# What you are asked to do
Count how many lines in the rows below contain the string "sunglasses", matching case exactly. Reply with the number only.

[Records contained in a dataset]
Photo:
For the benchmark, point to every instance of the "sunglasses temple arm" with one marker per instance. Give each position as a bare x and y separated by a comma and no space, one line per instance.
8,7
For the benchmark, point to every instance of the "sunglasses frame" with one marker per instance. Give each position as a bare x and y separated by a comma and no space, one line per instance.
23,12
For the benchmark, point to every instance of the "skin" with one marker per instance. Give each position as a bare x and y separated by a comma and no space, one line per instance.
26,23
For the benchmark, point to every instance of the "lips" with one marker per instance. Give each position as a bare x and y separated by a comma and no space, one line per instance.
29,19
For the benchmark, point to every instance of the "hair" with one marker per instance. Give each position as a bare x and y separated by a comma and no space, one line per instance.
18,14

---

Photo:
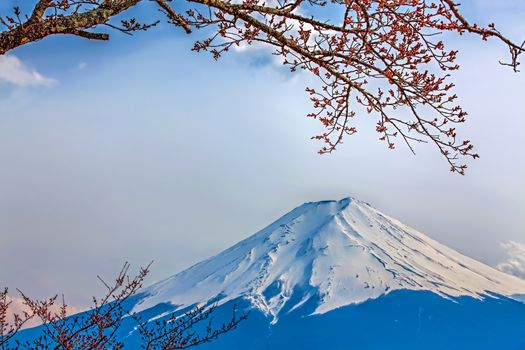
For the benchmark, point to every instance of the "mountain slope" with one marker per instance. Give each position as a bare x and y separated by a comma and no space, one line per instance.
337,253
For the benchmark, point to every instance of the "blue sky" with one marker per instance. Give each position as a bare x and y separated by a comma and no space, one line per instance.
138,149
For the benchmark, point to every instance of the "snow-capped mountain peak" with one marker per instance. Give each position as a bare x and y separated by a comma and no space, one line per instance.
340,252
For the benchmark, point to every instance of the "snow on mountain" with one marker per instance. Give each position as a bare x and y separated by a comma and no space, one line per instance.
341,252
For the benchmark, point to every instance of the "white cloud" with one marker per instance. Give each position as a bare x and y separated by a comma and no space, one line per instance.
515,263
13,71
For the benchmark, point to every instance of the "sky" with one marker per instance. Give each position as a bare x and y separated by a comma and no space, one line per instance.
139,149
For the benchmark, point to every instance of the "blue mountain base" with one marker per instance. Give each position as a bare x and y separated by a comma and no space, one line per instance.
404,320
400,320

...

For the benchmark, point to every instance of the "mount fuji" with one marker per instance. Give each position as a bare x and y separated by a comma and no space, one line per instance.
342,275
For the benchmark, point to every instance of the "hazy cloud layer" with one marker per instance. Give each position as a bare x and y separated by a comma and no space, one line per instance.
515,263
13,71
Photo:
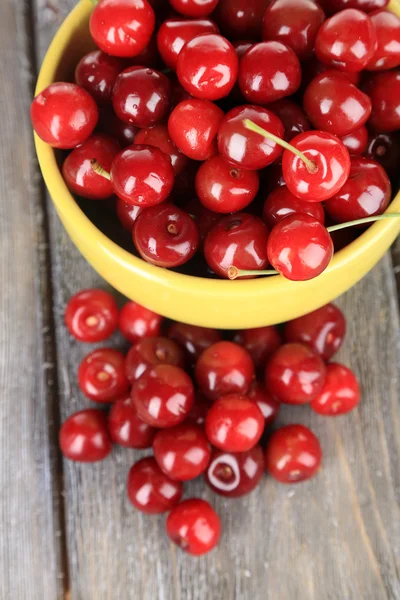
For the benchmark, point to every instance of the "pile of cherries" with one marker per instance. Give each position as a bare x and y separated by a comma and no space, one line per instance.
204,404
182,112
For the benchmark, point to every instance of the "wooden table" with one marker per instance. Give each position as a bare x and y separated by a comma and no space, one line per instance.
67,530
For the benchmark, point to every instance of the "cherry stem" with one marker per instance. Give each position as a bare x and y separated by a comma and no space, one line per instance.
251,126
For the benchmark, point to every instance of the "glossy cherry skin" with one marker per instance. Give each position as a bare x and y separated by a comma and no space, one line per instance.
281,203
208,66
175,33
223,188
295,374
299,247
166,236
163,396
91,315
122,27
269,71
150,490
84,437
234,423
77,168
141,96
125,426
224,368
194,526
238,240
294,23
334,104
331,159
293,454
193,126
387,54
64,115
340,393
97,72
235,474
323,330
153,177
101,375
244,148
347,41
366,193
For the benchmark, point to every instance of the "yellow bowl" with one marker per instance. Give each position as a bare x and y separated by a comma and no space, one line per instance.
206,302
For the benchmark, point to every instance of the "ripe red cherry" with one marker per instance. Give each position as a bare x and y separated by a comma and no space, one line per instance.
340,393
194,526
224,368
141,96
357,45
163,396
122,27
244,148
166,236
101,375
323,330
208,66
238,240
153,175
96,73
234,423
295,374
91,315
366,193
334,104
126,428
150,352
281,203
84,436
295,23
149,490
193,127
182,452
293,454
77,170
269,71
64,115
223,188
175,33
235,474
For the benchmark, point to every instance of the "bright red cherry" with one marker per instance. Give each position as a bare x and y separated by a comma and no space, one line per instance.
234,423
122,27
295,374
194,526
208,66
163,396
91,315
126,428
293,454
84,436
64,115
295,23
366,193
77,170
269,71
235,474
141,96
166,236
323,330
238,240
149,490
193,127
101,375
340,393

# Exercise result
2